:: TEKS YANG DIBERIKAN ::
>>>
WASHINGTON – Puluhan ribu warga Amerika Serikat (AS) turun ke jalan pada Minggu (06/04/2025) untuk menggelar aksi protes terhadap kebijakan kontroversial Presiden Donald Trump. Aksi unjuk rasa tersebut tercatat sebagai yang terbesar sejak Trump kembali menjabat di Gedung Putih. Protes ini berlangsung di sejumlah kota besar, termasuk Washington, New York, Los Angeles, Houston, Florida, dan Colorado, serta meluas ke ibu kota Eropa, seperti London dan Berlin.
Melansir dari AFP, demonstrasi ini dipicu oleh serangkaian kebijakan yang dianggap merugikan banyak kalangan, mulai dari pemangkasan jumlah staf pemerintahan, kebijakan tarif perdagangan yang agresif, hingga pengurangan kebebasan sipil. Dalam aksi unjuk rasa yang berlangsung sejak Sabtu (05/04/2025), para demonstran menyampaikan berbagai bentuk protes, salah satunya dengan menuntut agar Trump menghentikan kebijakan-kebijakan yang dianggap merusak negara.
Di New York, salah seorang demonstran, Shaina Kesner, seorang pelukis, dengan tegas menyatakan rasa marahnya. Ia menyebut kelompok elit yang mendominasi pemerintahan AS sebagai pihak yang merusak negara. “Saya sangat marah, saya sangat marah, sepanjang waktu, ya. Sekelompok pemerkosa kulit putih yang memiliki hak istimewa mengendalikan negara kita. Itu tidak bagus,” katanya saat bergabung dengan demonstran di jantung kota Manhattan.
Sementara itu, di Washington D.C., ribuan orang yang datang dari berbagai penjuru AS, termasuk New Hampshire, berkumpul di National Mall untuk menyuarakan ketidakpuasan mereka terhadap pemerintah Trump. Salah seorang peserta, Diane Kolifrath, mengungkapkan bahwa kebijakan Trump telah menyebabkan ketegangan internasional dan merusak hubungan dengan sekutu-sekutu penting AS. “Mereka menghancurkan pemerintahan kita,” kata Kolifrath, yang juga menyebutkan dampak negatif bagi rakyat Amerika.
<<<
:: KUTIPAN ENTRI ::
>>>
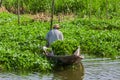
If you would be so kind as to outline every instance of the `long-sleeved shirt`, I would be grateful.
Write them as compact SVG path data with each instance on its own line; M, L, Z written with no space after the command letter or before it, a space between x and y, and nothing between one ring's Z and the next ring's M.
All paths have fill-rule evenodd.
M52 29L47 33L46 40L48 41L48 44L50 46L51 43L56 40L63 40L63 34L57 29Z

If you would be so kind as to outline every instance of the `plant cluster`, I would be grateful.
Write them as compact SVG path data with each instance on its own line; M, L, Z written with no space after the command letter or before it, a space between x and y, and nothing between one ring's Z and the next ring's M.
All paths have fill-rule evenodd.
M72 55L78 46L79 44L75 40L57 40L51 45L55 55Z
M3 0L3 6L17 13L17 0ZM52 0L19 0L21 13L51 12ZM80 17L114 18L120 15L119 0L55 0L55 13Z
M26 23L24 21L27 21ZM32 22L24 16L17 25L17 16L0 13L0 67L17 70L51 70L51 64L43 55L48 22ZM71 55L81 46L81 53L99 57L120 55L120 20L77 19L62 22L64 41L56 41L52 48L56 55ZM108 27L113 25L111 27ZM94 27L93 27L94 26ZM107 26L107 27L106 27Z

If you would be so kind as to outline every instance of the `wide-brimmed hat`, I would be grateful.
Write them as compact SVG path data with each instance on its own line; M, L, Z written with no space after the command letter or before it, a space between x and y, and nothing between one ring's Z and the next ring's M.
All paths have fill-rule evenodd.
M59 29L60 26L59 26L59 24L55 24L55 25L53 25L53 28L54 28L54 29Z

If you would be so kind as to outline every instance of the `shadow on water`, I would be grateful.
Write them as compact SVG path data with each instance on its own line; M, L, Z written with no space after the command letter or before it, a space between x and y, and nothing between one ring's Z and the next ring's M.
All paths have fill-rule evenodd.
M62 67L54 72L52 80L83 80L84 78L84 66L82 62L79 64Z

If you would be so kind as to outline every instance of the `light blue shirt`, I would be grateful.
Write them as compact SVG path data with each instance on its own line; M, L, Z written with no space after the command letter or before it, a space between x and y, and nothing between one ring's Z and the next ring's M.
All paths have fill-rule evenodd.
M52 29L47 33L46 40L48 41L49 46L50 46L51 43L56 40L63 40L63 34L61 31L57 29Z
<<<
:: LANGKAH YANG DIPERLUKAN ::
a – Tuliskan ulang tanpa perubahan bagian berita tentang unjuk rasa menentang Trump, mulai dari "Di New York, salah" sampai dengan "jantung kota Manhattan.".
b – Jawablah pertanyaan berikut berdasarkan berita tentang unjuk rasa menentang Trump.
(i) Kantor berita apa yang dikutip dalam berita itu?
(ii) Apa pekerjaan Shaina Kesner?
(iii) Di tempat mana ribuan orang berkumpul di Washington D.C.?
c – Teruskan berita tentang unjuk rasa menentang Trump, dimulai setelah kalimat terakhir yang tertera.

:: DAFTAR JAWABAN ::
a –
Di New York, salah seorang demonstran, Shaina Kesner, seorang pelukis, dengan tegas menyatakan rasa marahnya. Ia menyebut kelompok elit yang mendominasi pemerintahan AS sebagai pihak yang merusak negara. “Saya sangat marah, saya sangat marah, sepanjang waktu, ya. Sekelompok pemerkosa kulit putih yang memiliki hak istimewa mengendalikan negara kita. Itu tidak bagus,” katanya saat bergabung dengan demonstran di jantung kota Manhattan.

b –
(i) AFP
(ii) Pelukis
(iii) National Mall

c –
Protes juga terasa di Los Angeles, di mana seorang wanita mengenakan kostum ala karakter dari novel distopia The Handmaid’s Tale melambaikan bendera bertuliskan pesan: “Keluar dari rahimku,” sebagai bentuk penolakan terhadap kebijakan anti-aborsi yang diterapkan Trump. Di Denver, Colorado, seorang pria mengangkat plakat bertuliskan, “Tidak ada raja untuk AS,” sebagai simbol perlawanan terhadap kekuasaan yang dianggap otoriter.
Protes terhadap Trump juga meluas ke Eropa. Di London, Inggris, sejumlah warga AS yang tinggal di sana menggelar unjuk rasa dengan menyuarakan penolakan terhadap kebijakan perdagangan Trump. Salah satunya, Liz Chamberlin, warga negara AS-Inggris, mengungkapkan bahwa kebijakan ekonomi Trump bisa memicu resesi global. “Apa yang terjadi di Amerika adalah masalah semua orang. Itu kegilaan ekonomi. Dia akan mendorong kita ke dalam resesi global,” ujarnya.
Puncak ketegangan ini juga terkait dengan kebijakan terbaru Trump yang menaikkan tarif impor barang dari Indonesia sebesar 32%. Kebijakan ini diterapkan setelah Trump menyoroti tarif 64% yang dikenakan Indonesia terhadap produk etanol asal AS, yang menurutnya jauh lebih tinggi dibandingkan tarif 2,5% yang diterapkan AS untuk produk serupa. Kebijakan ini, yang berdampak pada perdagangan internasional, semakin memperburuk suasana di dalam negeri maupun di luar negeri, dan menjadi salah satu pemicu utama unjuk rasa besar-besaran ini.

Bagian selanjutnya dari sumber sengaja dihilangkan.